(Beginning of Extracted records)

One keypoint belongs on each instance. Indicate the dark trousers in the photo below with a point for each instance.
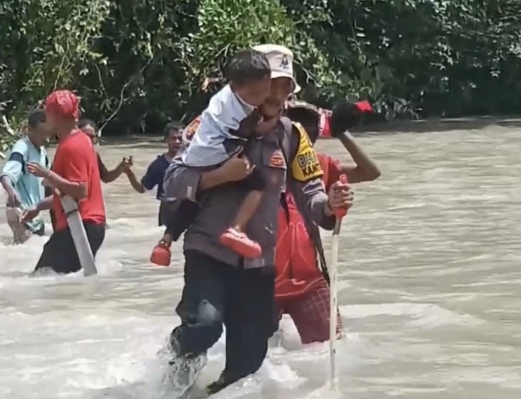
(59, 253)
(216, 293)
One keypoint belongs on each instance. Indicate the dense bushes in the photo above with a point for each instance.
(138, 63)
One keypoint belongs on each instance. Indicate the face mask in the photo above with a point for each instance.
(249, 107)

(End of Extracted records)

### Instructions to follow
The entries must be written out again unchanged. Images are to be left out.

### Result of this exercise
One keypoint belongs on each instance. Indicate the dark trousers in the photo below with a point for each instance.
(59, 253)
(216, 293)
One keypoint belongs on each instance. Indicate the dense bushes in the photo above with a point for each instance.
(138, 63)
One keypoint belongs on each instance. Indicate the face mask in the photo above with a point for each instance.
(249, 107)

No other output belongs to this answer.